# The problem
From the entries that follow, reproduce exactly and only the lines from the line with "When queried with the railing" to the line with "When queried with the stadium crowd", endpoints included.
Start of Block
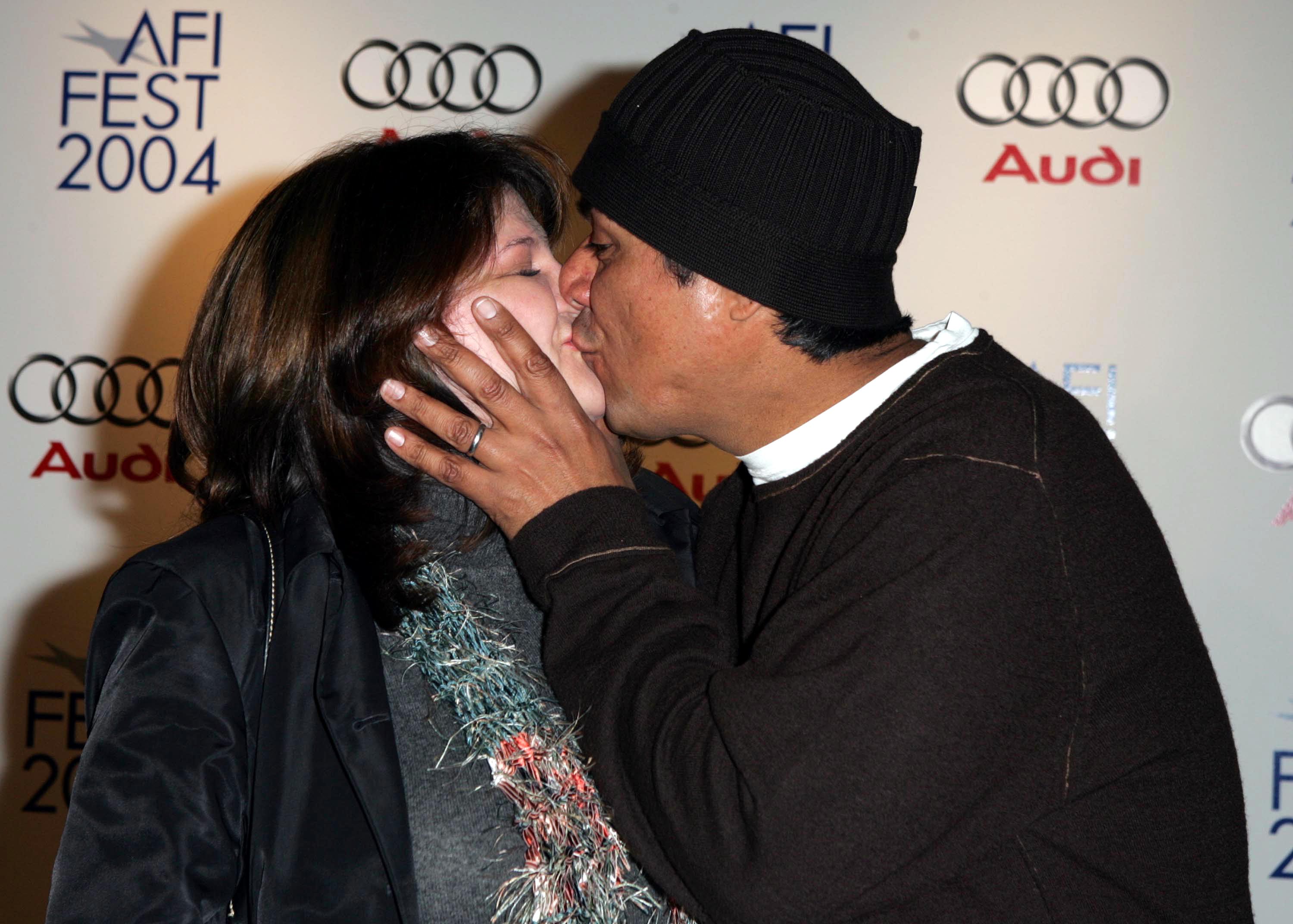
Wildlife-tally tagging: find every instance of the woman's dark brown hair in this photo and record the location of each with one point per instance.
(315, 303)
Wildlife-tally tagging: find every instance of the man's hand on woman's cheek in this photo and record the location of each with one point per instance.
(541, 446)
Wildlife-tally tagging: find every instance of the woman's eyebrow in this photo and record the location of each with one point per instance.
(516, 242)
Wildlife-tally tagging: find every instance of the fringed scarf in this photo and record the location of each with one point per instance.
(576, 868)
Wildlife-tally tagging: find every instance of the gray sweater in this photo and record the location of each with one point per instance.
(465, 844)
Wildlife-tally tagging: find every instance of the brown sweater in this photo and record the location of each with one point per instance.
(946, 674)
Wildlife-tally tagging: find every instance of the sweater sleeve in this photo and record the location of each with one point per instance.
(909, 697)
(156, 820)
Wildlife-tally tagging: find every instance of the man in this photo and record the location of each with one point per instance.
(939, 666)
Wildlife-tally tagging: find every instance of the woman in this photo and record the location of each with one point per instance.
(320, 705)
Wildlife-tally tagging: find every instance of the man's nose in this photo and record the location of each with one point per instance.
(577, 276)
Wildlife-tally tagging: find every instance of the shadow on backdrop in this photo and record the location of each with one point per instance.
(569, 126)
(46, 675)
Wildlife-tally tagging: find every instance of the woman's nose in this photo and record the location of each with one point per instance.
(577, 276)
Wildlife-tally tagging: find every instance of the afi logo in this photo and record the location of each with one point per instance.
(810, 33)
(1103, 170)
(110, 109)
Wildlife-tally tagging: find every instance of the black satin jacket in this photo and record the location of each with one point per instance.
(228, 772)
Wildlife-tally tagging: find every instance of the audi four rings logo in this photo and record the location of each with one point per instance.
(440, 79)
(105, 388)
(1107, 92)
(1266, 434)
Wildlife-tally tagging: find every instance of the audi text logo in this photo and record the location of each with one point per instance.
(488, 79)
(1085, 94)
(99, 379)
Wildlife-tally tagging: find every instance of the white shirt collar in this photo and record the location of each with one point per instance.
(815, 439)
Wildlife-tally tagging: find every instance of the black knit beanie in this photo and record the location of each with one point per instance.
(759, 162)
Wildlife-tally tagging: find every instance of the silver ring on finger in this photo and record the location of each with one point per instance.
(476, 441)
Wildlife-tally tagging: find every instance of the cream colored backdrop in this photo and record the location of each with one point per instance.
(1145, 267)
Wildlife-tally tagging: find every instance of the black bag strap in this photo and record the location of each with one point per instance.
(241, 888)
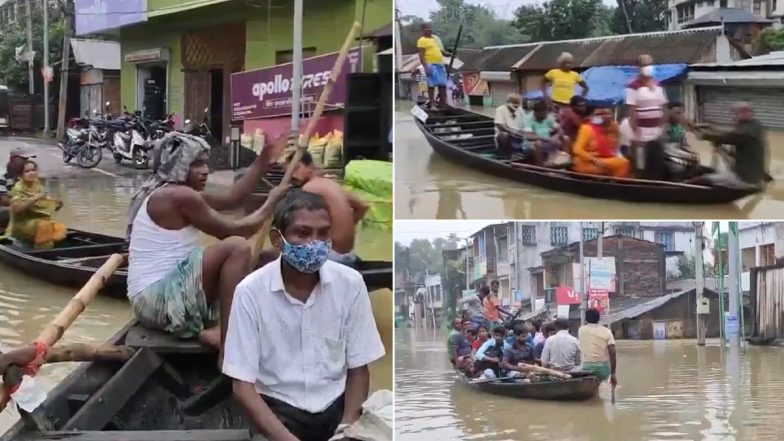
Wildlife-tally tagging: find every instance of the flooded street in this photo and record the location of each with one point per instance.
(97, 201)
(667, 390)
(428, 186)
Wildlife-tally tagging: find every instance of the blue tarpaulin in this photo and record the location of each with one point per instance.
(607, 84)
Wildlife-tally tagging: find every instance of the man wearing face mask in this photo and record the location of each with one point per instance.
(301, 332)
(647, 103)
(508, 135)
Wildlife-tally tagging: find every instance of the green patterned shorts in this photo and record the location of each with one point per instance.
(177, 304)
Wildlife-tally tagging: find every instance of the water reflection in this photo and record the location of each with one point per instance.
(428, 186)
(669, 390)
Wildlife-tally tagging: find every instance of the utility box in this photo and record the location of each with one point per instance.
(703, 306)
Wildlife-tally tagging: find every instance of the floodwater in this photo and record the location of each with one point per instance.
(428, 186)
(98, 203)
(667, 390)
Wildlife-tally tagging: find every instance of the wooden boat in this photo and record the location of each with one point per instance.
(76, 259)
(170, 390)
(467, 138)
(575, 389)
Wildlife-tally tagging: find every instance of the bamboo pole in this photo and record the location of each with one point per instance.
(257, 241)
(54, 331)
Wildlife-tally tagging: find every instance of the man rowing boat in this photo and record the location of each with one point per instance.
(345, 209)
(173, 283)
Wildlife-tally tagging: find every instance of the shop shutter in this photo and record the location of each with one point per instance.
(716, 105)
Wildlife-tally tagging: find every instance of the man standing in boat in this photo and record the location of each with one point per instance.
(13, 172)
(301, 333)
(173, 282)
(345, 209)
(431, 55)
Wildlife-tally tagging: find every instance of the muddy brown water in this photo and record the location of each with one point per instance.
(427, 186)
(99, 204)
(668, 390)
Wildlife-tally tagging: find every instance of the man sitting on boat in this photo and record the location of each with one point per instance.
(508, 136)
(597, 347)
(345, 209)
(596, 147)
(489, 355)
(561, 351)
(749, 142)
(174, 284)
(681, 162)
(13, 171)
(31, 224)
(542, 130)
(301, 332)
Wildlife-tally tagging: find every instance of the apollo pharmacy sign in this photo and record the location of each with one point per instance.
(266, 93)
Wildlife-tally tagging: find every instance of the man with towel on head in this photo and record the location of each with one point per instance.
(174, 282)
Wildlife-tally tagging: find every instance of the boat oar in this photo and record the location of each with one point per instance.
(54, 331)
(257, 241)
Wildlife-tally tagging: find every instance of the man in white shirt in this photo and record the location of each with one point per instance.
(301, 332)
(562, 350)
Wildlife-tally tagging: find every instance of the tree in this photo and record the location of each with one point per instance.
(563, 20)
(643, 16)
(13, 73)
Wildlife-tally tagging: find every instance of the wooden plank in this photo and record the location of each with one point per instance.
(217, 391)
(143, 435)
(113, 395)
(163, 343)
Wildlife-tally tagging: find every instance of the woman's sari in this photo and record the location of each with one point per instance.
(34, 227)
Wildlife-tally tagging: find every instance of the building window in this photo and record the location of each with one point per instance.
(283, 57)
(528, 234)
(768, 255)
(665, 238)
(559, 236)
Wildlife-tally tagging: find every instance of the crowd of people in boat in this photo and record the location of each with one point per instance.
(483, 347)
(26, 209)
(564, 130)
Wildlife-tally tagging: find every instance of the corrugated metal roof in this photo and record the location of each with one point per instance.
(545, 57)
(727, 16)
(97, 53)
(687, 47)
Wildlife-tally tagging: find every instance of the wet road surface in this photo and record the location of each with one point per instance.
(427, 186)
(96, 200)
(667, 390)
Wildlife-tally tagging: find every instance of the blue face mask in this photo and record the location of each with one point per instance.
(308, 257)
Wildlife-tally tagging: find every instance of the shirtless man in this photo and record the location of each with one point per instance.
(173, 282)
(345, 209)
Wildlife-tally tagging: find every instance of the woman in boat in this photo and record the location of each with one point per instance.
(596, 147)
(32, 210)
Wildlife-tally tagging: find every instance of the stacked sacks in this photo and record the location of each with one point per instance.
(371, 181)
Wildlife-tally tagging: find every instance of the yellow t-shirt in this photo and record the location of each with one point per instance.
(562, 84)
(433, 53)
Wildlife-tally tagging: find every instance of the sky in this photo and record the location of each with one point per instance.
(504, 8)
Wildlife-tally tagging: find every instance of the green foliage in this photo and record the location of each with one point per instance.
(644, 16)
(14, 73)
(772, 39)
(563, 20)
(481, 27)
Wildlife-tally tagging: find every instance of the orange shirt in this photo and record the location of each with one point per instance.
(491, 311)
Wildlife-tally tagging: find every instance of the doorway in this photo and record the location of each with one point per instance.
(216, 103)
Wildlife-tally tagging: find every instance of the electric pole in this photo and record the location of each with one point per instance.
(45, 69)
(68, 15)
(30, 57)
(700, 282)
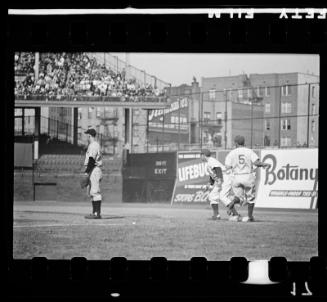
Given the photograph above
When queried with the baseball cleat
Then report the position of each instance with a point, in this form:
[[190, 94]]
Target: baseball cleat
[[247, 219], [235, 218], [215, 217], [93, 216]]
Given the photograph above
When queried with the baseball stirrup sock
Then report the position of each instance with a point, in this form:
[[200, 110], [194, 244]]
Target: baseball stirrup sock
[[250, 209], [93, 207], [215, 209], [234, 212], [98, 206]]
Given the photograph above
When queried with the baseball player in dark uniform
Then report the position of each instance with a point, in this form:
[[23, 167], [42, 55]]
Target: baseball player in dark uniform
[[93, 163]]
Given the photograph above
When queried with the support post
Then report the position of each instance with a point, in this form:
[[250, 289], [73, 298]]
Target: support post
[[308, 117], [37, 125], [75, 126]]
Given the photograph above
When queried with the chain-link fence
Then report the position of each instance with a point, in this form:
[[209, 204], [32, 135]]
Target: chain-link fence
[[284, 116], [129, 71], [53, 129]]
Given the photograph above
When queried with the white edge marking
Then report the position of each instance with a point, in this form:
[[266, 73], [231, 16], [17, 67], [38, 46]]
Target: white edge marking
[[163, 11], [259, 273]]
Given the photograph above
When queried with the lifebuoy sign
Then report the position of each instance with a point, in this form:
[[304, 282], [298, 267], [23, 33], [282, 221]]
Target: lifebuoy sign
[[191, 178]]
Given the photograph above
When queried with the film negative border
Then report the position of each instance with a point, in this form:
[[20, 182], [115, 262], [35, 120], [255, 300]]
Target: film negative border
[[123, 278]]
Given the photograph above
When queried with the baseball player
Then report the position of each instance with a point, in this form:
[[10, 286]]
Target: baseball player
[[93, 163], [220, 185], [242, 162]]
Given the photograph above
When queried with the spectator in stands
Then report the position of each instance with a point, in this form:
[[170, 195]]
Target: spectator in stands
[[75, 74]]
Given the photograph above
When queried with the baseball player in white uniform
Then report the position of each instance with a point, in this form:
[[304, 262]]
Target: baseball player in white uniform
[[93, 163], [220, 186], [243, 162]]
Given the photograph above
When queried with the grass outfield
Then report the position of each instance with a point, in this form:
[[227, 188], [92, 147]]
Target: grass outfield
[[58, 230]]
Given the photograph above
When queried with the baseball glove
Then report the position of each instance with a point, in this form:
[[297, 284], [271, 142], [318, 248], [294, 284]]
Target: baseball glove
[[85, 181]]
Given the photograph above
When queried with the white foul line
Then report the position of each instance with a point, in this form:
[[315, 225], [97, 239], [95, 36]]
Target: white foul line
[[65, 225]]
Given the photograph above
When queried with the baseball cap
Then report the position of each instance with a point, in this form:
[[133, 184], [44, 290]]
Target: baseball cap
[[206, 152], [91, 132], [239, 139]]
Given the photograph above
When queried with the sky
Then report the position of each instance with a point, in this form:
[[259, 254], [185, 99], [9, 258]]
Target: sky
[[178, 69]]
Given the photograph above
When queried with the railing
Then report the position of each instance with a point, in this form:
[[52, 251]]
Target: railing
[[62, 98]]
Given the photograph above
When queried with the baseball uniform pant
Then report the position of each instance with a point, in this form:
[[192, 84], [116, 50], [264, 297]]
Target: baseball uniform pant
[[221, 193], [94, 187], [244, 187]]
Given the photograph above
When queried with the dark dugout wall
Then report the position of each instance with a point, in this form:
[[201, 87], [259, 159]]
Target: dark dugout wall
[[149, 177]]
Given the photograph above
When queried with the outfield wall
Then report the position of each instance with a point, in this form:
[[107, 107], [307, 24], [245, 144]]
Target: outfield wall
[[291, 181]]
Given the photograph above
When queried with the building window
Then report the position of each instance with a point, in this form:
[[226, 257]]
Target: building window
[[106, 112], [259, 91], [98, 112], [285, 142], [313, 109], [219, 117], [90, 112], [286, 124], [229, 94], [206, 116], [212, 94], [79, 113], [18, 112], [267, 108], [267, 91], [267, 124], [286, 107], [286, 90]]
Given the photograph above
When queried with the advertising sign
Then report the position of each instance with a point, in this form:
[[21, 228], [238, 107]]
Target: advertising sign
[[192, 176], [291, 181]]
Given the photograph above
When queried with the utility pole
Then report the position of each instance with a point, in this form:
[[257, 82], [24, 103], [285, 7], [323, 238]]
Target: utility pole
[[179, 121], [308, 121]]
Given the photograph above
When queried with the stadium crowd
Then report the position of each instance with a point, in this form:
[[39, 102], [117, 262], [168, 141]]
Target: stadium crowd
[[75, 74]]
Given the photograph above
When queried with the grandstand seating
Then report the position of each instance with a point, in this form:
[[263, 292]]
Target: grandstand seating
[[73, 75], [73, 163]]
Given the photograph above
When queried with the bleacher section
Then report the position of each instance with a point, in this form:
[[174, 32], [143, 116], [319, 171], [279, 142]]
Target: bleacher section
[[73, 164]]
End of Block
# Output of the exercise
When queried with the railing
Then report the position of each instance with a point, in this form:
[[52, 251]]
Target: railing
[[62, 98]]
Given the photograph above
When queried with the baseball uniform pant
Then report the position of each instance with a point, in this form:
[[192, 84], [116, 50], [264, 297]]
Target: baseball uniform pant
[[221, 193], [94, 187], [244, 187]]
Given the photograph above
When queried with the dark dugout wall
Then report the position of each instance with a point, in this form:
[[201, 87], [259, 159]]
Target: dark dugout wall
[[149, 177]]
Given the photograph above
When queried with the outfield wall
Then report the position of each instance with a point, in this form:
[[107, 107], [307, 24], [245, 144]]
Target: outfield wall
[[291, 181]]
Given the photograph above
When queried with the building window
Then report the position of each instance with a point, in this form:
[[226, 257]]
Target: building window
[[106, 112], [259, 91], [98, 112], [285, 142], [313, 109], [219, 117], [90, 112], [286, 124], [229, 94], [206, 116], [212, 94], [79, 113], [18, 112], [267, 108], [267, 91], [267, 124], [286, 107], [286, 90]]
Given the photograph above
When queried with the advertising sign
Then report the position of each instance with a point, in this form:
[[21, 228], [238, 107]]
Target: advertising sign
[[192, 176], [291, 181]]
Given the photograph above
When queried with the utility pole
Then report the position of each instance with a point, in this form:
[[257, 82], [24, 103], [285, 7], [323, 238]]
Target: utility pole
[[179, 121], [308, 121]]
Given the photograph above
When queried with the stadium crowd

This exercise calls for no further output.